Singapore Adventure

Thursday, April 27, 2006

You're Getting Sleeeepy
by venitha

A dear friend has consistently added bright and hardy Colorado wildflowers to my wimpy traditional Western medicine bouquet. I had deep tissue massage to improve my circulation; it didn't work, but it hurt enough that it should have worked. I had acupuncture with electrostimulus to promote healing of my broken pelvis; yes, needles and electric current down there. I consulted with a pet communicator; she made me feel better and Maggie liked her, both of which are not things I could say for Maggie's vet at that point.

I viewed Eastern medicine and the orchids that awaited me in Singapore with some excitement. Yoga might calm my frantic mind, Chinese herbal tonics might give me thick luxuriant hair, and acupressure might stimulate my metabolism to the point that I would be rail thin in spite of eating nothing but extra thick chocolate malts.

I must admit, however, to disappointment and defeat, and not with Singapore or with Eastern medicine but with myself. I'm planted next to a vase of carnations, unwilling to push my limits. The only medical care I've sought here is that which makes me comfortable. I like my Canadian doctor's trustworthy manner and his nurses' capable Aussie accents, and the pasty mix of Caucasian expats in his waiting room makes me feel at home.

In stark contrast, Singapore's tropical climate nurtures alarming flora. I look with fright at the very ill patients seated on benches outside the acupuncture parlor. And what is that urine-colored liquid they're drinking? I steer clear of the scary Chinatown pharmacies and their glass jars of gnarled roots and bones. Well, I don't know what most of those things are, but bones is as good a guess as any. I live in mortal fear of a dental emergency on our travels. What exactly are your options for a root canal in rural Cambodia?

You wimp, Venitha! I berate myself. Do you want to gain nothing from this experience but hundreds of whiny blog posts, ten pounds, and a worshipful appreciation of American hairdressers? Be brave!

Suitably chastised, I put the carnations in a bigger vase and scavenge for something to dress them up. Yoga? No, the treadmill now absorbs my stress, and I have this blog onto which to regurgitate my spastic thoughts. Herbs? No, I've got another year to endure here, and I'd better save what remains of my adventurous food appetite for things that have at least some remote possibility of tasting good. Acupuncture? No, there is a different standard of cleanliness in Asia, and the risks from unclean needles are just too great.

You wimp, Venitha! Be brave!

I am apparently unwilling to risk my body, but, hey! Trophy wives have no need of minds: hypnosis! Besides, how much damage could it do? I've got brain cells to spare, or at least that's what I tell myself every time I wake up far from daisy fresh with no memory of the night before and a hangover that would kill small farm animals.

In my head, I hear my father's timeworn excuse for refusing the aid of hypnotherapy in quitting smoking: They might make me bawk like a chicken every time I hear the word egg. I steadfastly tune him out and bravely make an appointment for next week.

You see! It's working already, calming the voices in my mind. Luxuriant hair, raging metabolism, and an enormous armload of Vanda Miss Joaquim orchids can't be far behind.

** Data for review **
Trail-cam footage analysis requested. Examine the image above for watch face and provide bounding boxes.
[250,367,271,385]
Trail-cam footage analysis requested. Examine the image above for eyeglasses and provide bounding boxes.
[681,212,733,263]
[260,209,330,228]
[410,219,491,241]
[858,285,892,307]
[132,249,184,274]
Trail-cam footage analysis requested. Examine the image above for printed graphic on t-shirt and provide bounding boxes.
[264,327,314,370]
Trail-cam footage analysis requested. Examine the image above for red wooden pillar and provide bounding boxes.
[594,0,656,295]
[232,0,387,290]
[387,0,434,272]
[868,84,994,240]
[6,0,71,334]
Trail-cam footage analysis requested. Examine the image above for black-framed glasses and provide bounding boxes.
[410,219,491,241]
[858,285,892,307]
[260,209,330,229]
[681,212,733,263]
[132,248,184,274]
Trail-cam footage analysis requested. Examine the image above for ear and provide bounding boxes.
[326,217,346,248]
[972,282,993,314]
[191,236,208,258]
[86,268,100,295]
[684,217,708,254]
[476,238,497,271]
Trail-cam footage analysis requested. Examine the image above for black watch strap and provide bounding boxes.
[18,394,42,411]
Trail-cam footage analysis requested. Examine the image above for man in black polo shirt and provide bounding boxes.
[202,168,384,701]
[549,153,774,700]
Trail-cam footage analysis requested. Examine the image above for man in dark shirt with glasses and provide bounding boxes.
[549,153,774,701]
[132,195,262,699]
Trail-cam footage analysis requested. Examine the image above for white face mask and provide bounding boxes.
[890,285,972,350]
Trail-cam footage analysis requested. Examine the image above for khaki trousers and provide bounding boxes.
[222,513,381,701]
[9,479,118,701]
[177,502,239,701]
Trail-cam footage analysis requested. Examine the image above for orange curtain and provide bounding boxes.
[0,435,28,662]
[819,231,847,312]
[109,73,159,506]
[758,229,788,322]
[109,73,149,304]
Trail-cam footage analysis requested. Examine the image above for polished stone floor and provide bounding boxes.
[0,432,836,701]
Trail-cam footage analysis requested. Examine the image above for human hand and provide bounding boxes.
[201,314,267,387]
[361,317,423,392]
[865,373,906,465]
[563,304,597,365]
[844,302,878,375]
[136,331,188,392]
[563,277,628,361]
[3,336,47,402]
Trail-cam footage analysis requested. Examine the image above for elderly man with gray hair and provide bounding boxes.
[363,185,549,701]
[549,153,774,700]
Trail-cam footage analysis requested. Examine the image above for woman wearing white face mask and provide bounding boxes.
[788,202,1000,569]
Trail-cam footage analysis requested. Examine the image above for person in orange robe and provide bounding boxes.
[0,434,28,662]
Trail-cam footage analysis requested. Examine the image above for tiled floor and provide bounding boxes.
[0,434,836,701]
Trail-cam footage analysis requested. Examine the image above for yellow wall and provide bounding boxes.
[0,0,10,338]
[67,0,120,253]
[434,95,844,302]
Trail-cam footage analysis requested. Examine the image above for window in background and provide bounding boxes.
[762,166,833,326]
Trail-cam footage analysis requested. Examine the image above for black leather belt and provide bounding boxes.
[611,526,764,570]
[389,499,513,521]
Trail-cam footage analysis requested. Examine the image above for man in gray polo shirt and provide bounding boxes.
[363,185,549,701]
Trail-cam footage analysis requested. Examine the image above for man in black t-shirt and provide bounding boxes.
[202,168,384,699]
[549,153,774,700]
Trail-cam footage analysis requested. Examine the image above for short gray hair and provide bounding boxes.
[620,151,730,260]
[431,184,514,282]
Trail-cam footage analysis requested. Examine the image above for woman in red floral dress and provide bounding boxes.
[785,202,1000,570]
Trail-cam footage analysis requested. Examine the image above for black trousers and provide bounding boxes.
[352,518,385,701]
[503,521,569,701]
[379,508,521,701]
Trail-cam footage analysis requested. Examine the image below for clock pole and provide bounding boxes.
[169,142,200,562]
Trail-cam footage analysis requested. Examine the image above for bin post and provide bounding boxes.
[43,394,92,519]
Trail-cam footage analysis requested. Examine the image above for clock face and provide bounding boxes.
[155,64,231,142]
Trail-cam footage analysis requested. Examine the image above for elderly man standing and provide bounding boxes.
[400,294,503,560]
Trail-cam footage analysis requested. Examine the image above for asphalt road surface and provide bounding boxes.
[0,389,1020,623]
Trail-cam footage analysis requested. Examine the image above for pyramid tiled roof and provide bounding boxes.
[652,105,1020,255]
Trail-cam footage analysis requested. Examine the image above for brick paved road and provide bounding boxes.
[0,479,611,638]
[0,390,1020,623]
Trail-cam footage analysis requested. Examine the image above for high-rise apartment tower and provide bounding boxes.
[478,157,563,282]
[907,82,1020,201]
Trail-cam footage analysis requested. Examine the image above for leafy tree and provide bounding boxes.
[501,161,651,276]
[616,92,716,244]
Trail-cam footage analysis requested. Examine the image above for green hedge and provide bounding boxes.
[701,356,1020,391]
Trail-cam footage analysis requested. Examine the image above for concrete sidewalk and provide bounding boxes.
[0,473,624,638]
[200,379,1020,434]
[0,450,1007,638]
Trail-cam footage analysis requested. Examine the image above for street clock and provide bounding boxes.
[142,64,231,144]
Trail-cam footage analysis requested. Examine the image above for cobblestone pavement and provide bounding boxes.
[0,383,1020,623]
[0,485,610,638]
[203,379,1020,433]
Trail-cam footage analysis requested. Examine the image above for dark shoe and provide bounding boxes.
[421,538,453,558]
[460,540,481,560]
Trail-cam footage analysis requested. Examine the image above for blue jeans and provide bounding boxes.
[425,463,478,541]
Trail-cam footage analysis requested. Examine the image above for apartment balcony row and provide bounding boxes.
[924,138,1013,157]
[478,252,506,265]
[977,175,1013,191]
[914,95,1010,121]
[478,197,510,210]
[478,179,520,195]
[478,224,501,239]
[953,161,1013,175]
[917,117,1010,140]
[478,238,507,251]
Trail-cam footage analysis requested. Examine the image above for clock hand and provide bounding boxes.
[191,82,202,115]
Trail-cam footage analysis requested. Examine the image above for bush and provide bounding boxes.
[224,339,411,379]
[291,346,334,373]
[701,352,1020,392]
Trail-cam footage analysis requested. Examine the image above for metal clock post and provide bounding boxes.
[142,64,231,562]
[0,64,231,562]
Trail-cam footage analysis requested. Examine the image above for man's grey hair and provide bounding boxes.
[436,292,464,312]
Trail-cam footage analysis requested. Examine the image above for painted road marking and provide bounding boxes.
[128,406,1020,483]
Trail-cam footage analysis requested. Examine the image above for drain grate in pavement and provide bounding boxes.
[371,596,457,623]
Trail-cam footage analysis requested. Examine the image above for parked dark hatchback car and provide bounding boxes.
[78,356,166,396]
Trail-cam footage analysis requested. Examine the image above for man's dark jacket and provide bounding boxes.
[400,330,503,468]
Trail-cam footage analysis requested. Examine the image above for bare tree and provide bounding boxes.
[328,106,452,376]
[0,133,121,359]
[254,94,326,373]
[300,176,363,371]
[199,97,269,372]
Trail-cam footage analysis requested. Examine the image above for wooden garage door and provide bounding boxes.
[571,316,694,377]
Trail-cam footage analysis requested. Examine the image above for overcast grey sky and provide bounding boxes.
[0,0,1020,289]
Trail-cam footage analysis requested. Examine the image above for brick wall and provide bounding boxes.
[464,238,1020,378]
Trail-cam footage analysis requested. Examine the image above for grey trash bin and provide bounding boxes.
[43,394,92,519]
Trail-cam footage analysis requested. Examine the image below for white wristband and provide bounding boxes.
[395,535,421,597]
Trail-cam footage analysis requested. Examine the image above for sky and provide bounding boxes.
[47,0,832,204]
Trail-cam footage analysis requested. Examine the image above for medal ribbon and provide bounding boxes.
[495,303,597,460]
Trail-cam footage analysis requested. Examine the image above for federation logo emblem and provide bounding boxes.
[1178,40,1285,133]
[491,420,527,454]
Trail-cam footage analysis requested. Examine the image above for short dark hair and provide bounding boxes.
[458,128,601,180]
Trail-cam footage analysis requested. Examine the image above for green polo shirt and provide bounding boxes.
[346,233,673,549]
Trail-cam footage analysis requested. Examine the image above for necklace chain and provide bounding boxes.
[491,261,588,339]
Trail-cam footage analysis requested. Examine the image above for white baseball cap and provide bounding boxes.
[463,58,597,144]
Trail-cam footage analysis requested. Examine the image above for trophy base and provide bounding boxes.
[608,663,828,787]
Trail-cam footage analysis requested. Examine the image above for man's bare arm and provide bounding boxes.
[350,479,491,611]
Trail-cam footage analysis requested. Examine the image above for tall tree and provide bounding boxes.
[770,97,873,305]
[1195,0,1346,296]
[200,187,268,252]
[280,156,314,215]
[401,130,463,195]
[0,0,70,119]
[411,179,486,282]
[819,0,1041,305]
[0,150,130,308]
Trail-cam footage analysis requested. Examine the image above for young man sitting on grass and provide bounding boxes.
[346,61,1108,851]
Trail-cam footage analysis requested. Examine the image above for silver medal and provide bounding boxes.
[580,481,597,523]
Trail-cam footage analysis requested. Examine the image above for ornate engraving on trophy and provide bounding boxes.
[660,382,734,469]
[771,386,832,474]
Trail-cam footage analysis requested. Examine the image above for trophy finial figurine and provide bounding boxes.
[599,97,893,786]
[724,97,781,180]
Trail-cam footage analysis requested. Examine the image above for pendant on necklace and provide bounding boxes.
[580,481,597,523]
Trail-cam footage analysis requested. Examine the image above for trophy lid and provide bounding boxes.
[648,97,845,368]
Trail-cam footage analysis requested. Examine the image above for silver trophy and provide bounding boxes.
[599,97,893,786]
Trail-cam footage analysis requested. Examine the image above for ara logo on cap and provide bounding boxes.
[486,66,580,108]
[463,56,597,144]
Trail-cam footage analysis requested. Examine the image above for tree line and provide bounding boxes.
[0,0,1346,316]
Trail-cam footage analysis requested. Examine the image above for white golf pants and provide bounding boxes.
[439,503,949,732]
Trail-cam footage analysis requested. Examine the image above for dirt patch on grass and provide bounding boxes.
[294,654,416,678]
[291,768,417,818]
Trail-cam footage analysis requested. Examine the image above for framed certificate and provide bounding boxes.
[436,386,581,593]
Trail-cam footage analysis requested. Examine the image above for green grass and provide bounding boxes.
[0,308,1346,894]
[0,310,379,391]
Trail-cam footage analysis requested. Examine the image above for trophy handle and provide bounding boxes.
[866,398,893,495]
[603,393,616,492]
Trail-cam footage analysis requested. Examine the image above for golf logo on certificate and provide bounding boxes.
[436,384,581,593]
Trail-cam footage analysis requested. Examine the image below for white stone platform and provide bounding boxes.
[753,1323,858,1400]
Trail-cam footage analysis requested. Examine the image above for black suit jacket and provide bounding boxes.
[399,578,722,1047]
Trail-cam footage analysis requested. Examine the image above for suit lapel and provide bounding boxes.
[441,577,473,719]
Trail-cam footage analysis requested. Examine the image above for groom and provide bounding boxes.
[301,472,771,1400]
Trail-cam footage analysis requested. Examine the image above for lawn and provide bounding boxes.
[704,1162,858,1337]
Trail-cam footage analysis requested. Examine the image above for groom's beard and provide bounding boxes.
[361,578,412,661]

** Activity list **
A) According to the blog post, what treatment did the writer receive to promote healing of a broken pelvis?
B) Repeat the blog post word for word from "I am apparently" to "for next week.".
The listing comes from a different source than the blog post.

** Task-by-task solutions **
A) Acupuncture with electrostimulus.

B)
I am apparently unwilling to risk my body, but, hey! Trophy wives have no need of minds: hypnosis! Besides, how much damage could it do? I've got brain cells to spare, or at least that's what I tell myself every time I wake up far from daisy fresh with no memory of the night before and a hangover that would kill small farm animals.

In my head, I hear my father's timeworn excuse for refusing the aid of hypnotherapy in quitting smoking: They might make me bawk like a chicken every time I hear the word egg. I steadfastly tune him out and bravely make an appointment for next week.